— What you are asked to do —
Each line of the listing that includes the string "woman" needs to be located and copied.
------ Input
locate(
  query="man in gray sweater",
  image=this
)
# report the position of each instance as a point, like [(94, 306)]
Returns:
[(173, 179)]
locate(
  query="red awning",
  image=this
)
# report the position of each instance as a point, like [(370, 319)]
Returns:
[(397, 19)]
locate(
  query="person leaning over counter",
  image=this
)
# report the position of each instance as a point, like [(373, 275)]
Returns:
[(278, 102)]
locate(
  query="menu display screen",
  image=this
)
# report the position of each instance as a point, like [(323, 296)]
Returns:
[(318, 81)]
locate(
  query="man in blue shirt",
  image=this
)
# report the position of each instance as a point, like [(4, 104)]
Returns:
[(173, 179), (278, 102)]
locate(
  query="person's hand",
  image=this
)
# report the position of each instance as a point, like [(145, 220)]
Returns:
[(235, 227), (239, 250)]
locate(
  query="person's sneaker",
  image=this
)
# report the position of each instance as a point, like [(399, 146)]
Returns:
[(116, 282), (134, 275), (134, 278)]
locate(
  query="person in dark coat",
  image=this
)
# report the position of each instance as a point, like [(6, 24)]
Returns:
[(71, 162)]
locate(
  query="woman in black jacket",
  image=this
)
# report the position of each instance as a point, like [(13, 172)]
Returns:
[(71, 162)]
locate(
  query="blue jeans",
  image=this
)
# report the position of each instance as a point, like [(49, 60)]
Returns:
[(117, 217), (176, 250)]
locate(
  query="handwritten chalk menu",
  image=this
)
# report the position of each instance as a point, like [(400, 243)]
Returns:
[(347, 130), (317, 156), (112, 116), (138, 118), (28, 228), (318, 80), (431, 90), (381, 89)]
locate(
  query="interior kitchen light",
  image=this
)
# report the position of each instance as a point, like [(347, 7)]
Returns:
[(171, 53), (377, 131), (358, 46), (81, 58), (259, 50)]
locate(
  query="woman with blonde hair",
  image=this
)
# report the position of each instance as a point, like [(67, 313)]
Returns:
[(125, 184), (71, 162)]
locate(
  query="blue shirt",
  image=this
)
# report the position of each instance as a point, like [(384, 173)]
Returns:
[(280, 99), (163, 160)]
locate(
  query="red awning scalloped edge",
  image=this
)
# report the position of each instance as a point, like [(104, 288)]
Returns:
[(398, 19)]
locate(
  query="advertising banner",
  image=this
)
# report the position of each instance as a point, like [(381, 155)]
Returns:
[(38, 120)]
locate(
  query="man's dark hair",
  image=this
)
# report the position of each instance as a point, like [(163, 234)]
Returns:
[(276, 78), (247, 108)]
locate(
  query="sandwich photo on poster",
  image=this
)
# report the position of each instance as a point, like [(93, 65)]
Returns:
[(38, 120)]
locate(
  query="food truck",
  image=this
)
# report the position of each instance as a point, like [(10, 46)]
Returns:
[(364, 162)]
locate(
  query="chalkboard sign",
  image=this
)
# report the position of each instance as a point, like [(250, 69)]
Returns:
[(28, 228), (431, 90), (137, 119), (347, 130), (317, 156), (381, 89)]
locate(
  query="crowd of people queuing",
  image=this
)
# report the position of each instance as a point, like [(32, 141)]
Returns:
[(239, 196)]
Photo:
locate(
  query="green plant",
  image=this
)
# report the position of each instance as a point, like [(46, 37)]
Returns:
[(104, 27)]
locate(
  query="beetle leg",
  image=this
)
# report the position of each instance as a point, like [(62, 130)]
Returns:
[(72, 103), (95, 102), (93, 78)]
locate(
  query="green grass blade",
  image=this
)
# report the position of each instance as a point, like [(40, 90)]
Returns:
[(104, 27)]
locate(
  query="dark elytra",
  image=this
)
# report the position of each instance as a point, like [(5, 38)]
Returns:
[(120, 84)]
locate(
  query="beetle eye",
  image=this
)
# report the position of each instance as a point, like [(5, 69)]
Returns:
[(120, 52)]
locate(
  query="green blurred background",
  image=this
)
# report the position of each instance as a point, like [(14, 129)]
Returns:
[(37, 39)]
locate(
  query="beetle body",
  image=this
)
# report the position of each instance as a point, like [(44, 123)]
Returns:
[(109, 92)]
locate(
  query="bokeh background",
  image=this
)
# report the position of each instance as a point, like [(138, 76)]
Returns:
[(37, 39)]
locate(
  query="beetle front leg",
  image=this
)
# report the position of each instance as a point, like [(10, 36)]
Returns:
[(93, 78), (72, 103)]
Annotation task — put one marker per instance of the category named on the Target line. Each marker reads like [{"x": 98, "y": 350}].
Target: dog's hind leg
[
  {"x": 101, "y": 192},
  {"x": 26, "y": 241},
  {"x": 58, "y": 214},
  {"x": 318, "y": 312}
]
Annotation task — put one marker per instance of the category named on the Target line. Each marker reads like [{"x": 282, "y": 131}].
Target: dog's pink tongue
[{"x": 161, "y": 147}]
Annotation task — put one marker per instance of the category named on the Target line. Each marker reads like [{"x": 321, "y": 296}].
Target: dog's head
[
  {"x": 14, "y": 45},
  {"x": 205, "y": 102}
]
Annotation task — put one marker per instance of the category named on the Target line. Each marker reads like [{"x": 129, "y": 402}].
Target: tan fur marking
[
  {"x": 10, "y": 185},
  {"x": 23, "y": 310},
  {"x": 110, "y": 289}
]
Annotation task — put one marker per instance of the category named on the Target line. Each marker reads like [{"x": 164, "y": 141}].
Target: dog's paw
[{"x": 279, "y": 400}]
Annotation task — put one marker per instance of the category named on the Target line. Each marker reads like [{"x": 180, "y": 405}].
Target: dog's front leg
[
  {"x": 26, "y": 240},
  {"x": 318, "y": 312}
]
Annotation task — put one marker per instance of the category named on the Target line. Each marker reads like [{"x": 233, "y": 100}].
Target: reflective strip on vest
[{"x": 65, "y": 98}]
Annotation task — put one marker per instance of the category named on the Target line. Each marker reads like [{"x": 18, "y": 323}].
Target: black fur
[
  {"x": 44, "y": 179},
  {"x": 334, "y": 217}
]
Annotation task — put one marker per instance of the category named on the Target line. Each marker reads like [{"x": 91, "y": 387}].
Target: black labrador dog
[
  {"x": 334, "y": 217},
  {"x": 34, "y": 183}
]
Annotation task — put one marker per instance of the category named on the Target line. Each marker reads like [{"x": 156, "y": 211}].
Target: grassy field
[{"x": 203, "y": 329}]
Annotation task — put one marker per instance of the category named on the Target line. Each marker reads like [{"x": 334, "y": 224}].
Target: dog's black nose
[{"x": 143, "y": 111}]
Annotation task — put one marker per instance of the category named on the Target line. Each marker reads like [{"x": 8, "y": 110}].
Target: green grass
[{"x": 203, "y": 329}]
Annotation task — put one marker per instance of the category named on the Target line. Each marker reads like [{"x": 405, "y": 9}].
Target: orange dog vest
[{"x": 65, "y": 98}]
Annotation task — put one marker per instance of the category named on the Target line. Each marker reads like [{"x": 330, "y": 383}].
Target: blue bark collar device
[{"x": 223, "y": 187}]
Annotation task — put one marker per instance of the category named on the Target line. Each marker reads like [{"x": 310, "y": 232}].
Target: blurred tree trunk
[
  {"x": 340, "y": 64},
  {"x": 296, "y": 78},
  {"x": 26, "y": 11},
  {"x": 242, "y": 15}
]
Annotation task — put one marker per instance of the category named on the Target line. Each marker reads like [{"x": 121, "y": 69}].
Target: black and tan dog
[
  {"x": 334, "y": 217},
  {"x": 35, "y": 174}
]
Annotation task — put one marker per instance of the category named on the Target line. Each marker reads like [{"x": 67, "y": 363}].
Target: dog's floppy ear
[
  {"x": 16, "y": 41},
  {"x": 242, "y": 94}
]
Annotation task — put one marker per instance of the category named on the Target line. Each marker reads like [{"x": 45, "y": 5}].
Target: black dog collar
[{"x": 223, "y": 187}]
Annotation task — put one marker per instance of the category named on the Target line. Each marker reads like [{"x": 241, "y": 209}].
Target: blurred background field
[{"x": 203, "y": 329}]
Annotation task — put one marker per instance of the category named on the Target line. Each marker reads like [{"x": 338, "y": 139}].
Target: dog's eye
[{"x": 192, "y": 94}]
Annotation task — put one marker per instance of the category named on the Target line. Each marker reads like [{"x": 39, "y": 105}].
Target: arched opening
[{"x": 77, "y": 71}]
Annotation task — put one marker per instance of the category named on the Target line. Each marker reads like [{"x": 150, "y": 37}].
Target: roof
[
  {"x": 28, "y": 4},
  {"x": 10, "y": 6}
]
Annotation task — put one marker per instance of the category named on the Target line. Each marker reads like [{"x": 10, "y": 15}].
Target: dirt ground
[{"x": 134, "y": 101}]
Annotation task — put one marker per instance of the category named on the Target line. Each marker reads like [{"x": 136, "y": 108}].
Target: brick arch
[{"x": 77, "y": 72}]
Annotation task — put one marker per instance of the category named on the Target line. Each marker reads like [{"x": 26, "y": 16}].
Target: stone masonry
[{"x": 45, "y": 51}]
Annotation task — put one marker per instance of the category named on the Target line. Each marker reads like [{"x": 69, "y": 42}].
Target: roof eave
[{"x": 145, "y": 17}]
------------
— Solution to the exercise —
  query="woman in black jacket",
  query="woman with blonde hair",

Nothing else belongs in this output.